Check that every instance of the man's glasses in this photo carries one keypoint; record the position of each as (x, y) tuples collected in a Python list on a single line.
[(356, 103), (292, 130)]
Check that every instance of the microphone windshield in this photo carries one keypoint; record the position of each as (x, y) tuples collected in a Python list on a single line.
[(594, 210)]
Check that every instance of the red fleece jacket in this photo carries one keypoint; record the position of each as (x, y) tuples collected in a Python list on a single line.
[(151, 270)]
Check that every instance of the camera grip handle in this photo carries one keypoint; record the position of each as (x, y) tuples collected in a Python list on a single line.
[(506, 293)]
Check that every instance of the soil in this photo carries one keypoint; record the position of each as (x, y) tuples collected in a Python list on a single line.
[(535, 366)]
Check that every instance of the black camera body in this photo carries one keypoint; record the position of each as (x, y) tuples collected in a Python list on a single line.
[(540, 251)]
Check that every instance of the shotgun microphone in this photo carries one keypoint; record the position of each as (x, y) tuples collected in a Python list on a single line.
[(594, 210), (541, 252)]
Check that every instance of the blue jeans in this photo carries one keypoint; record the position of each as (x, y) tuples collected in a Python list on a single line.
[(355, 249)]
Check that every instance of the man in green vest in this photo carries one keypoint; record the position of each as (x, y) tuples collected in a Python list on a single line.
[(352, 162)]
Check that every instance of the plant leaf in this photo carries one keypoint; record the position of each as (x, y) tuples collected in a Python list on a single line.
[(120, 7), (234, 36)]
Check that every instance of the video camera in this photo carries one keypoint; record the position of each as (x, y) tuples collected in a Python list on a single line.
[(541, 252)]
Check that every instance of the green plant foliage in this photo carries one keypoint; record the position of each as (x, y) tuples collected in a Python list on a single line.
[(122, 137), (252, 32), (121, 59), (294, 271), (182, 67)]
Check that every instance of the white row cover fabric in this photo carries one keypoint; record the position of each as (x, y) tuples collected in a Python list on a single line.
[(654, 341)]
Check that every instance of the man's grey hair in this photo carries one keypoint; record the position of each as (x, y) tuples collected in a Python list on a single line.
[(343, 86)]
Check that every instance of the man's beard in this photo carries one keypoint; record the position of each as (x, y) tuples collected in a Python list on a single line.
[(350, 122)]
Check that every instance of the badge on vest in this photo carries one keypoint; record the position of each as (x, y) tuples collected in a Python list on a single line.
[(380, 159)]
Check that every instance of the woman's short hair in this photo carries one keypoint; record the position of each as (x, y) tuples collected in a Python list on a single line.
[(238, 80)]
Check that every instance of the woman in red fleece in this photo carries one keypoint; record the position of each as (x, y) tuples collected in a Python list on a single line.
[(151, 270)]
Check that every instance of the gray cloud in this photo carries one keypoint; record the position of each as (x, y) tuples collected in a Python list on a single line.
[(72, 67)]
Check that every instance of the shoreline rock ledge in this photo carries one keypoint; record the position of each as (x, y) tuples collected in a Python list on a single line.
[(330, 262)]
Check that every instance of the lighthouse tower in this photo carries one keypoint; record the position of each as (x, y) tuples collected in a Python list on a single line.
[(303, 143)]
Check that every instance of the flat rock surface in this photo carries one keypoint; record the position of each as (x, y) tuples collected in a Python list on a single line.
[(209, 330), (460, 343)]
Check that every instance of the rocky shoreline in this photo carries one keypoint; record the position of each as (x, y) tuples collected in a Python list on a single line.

Request:
Can you rewrite the data from the line that contains "Check that every instance of the man's grey" through the line that contains "[(303, 143)]", keeping every line in that span, and shift each x and y coordinate in the answer lists by -77? Give only those lines.

Solved exercise:
Check that every instance of the man's grey hair in this photo carries one keypoint; record the position of each as (x, y) tuples collected in a Python list on a single line.
[(266, 9)]
Check that every instance of the man's beard in this photo carries one keypoint; record the position of each as (x, y) tuples collected in a Python list on a single line.
[(273, 45)]
Check that every instance of the badge on vest in this photo carries one keypoint; record the position of each as (x, y) tuples collected in a Python list on a single line.
[(303, 82)]
Check that every instance of the woman's short hair in this photo carries one keypoint; record the position of each as (x, y) tuples collected in a Python list on a single line.
[(161, 3)]
Check that every instance of the woman in red fleece in this photo carries one keypoint; record the position of each as (x, y) tuples collected in a Python list on a single line.
[(74, 193)]
Check that every instance of the gray cloud in this photo carries one keypoint; record the position of each as (x, y) tuples collected in a Python list on a single line.
[(-5, -10)]
Check that every instance of the shoreline rock ledge in this photo carries one keypoint; record the position of each as (x, y) tuples collected in a Python list on a single line.
[(253, 185)]
Check that every instance of the lighthouse tower in this photo carries one keypoint; record the position of each as (x, y) tuples collected in a Python list on a single line.
[(226, 66)]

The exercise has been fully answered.